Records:

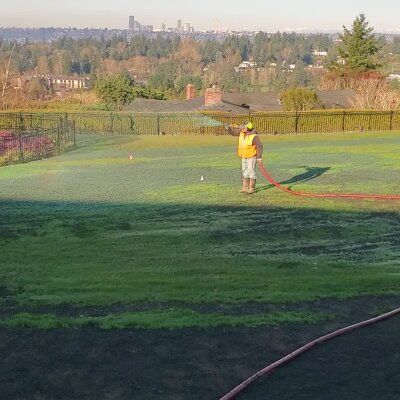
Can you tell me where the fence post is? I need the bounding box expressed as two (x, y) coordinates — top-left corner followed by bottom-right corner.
(110, 113), (114, 133)
(57, 118), (62, 155)
(389, 110), (394, 131)
(72, 121), (76, 147)
(342, 111), (346, 132)
(18, 131), (24, 161)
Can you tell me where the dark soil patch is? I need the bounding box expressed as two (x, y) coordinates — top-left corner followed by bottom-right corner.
(0, 297), (400, 400)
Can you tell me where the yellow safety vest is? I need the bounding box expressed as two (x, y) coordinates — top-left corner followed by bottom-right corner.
(238, 130), (257, 158)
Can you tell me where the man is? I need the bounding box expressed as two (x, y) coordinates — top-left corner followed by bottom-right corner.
(226, 122), (263, 194)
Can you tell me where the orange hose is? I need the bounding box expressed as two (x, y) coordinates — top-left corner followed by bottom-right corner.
(258, 161), (400, 200)
(220, 308), (400, 400)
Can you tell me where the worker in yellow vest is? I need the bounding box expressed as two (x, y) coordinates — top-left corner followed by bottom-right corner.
(226, 122), (263, 194)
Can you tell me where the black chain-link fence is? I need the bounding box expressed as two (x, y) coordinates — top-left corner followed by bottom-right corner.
(0, 113), (75, 165)
(61, 110), (400, 135)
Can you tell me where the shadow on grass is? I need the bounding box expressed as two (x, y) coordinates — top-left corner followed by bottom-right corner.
(0, 198), (400, 400)
(256, 166), (331, 192)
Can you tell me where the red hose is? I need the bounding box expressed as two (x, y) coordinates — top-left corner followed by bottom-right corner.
(258, 161), (400, 200)
(220, 308), (400, 400)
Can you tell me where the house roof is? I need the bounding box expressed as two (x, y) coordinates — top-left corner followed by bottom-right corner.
(124, 97), (249, 114)
(124, 89), (355, 114)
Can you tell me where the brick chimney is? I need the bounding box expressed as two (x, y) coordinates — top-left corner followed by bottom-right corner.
(204, 85), (222, 107)
(186, 83), (196, 100)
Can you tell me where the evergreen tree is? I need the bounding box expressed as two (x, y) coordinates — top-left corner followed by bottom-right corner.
(336, 14), (381, 72)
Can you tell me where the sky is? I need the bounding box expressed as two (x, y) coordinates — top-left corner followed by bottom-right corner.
(0, 0), (400, 33)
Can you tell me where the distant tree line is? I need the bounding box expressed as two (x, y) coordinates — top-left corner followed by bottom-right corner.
(0, 14), (400, 108)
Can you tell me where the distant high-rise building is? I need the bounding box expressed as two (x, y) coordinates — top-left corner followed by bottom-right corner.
(129, 15), (135, 31)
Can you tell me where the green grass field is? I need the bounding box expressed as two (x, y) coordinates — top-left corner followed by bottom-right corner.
(0, 132), (400, 329)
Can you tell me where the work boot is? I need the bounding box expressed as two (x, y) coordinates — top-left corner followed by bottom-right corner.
(239, 178), (250, 193)
(247, 179), (256, 194)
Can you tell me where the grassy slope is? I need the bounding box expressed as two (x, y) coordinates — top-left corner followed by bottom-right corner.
(0, 133), (400, 327)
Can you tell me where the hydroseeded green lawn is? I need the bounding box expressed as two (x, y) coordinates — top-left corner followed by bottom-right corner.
(0, 133), (400, 329)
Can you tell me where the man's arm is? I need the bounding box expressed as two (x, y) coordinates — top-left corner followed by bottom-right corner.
(253, 136), (264, 161)
(225, 125), (244, 136)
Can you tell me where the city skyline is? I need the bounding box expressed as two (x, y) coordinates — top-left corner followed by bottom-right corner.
(0, 0), (400, 33)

Instructions for the task = Copy out the data from the line with "Can you tell me where the red" up to and including the line with "(124, 89), (355, 114)", moving every coordinate by -49. Keep all other wording unchanged.

Result below =
Can you tell me where the red hose is? I need the bounding box expressed as two (x, y) coordinates — top-left corner followed by bottom-right corner.
(209, 112), (351, 151)
(171, 259), (351, 351)
Can you tell me where the house roof is? I need the bounding box expressed as two (x, y) coordinates — top-left corner followed by bottom-right corner.
(75, 48), (200, 65)
(75, 40), (306, 65)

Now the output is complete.